# [WHAT YOU SHOULD DO]
Match the word "shrub". Return each line of the data below where it appears.

___ RECORDS FOR THE EXERCISE

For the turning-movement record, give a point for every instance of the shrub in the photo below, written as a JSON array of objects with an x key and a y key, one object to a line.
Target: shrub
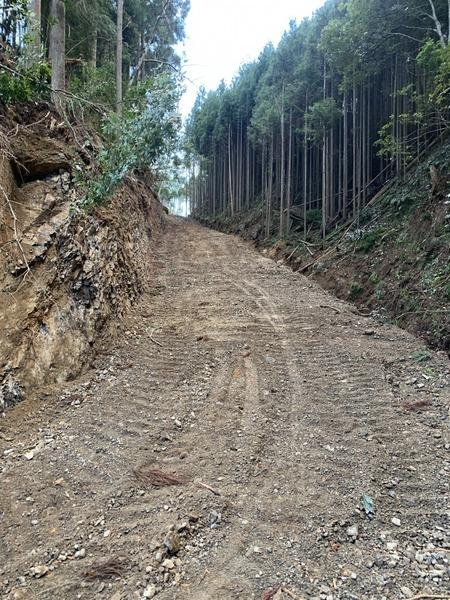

______
___ RECORDS FOR THE EXERCISE

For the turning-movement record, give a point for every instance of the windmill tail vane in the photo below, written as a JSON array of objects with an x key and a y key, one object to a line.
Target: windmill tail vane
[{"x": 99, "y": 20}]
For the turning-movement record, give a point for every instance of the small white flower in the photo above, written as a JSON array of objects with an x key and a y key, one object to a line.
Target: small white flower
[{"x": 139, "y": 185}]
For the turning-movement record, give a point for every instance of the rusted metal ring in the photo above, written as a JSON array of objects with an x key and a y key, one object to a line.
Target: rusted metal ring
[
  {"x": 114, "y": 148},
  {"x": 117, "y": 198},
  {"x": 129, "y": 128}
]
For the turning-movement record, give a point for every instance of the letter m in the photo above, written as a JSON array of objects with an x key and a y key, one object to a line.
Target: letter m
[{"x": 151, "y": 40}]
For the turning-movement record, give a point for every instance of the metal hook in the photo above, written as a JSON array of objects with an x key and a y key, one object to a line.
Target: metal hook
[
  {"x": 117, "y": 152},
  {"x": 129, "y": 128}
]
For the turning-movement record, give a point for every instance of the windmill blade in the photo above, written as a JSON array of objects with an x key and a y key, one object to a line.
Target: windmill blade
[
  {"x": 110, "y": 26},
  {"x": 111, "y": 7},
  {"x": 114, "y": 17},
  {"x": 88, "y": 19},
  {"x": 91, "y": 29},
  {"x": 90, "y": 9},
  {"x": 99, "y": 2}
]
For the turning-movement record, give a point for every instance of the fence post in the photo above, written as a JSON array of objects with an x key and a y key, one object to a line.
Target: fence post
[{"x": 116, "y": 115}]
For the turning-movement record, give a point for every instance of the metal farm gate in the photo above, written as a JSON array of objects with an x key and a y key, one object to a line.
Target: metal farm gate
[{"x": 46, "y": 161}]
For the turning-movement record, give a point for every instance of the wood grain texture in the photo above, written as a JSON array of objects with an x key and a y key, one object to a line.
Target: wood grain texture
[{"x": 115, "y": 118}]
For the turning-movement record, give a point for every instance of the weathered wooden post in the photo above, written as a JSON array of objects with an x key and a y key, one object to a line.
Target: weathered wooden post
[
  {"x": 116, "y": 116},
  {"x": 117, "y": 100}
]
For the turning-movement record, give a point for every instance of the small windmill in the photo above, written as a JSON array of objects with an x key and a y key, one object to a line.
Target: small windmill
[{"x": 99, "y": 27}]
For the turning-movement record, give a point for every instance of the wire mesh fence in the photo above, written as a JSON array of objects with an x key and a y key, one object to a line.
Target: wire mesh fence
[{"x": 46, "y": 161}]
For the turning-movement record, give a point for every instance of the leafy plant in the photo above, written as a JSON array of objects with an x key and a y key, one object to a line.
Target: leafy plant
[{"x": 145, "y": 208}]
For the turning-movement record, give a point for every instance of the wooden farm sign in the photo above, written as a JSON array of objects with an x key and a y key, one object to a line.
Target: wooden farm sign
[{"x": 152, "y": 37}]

______

# [FINISHED TASK]
For the turning-movement record, give a point for every instance of the shrub in the photo below, written as a JSON array of objects with an x key and a y key, one object to a line.
Target: shrub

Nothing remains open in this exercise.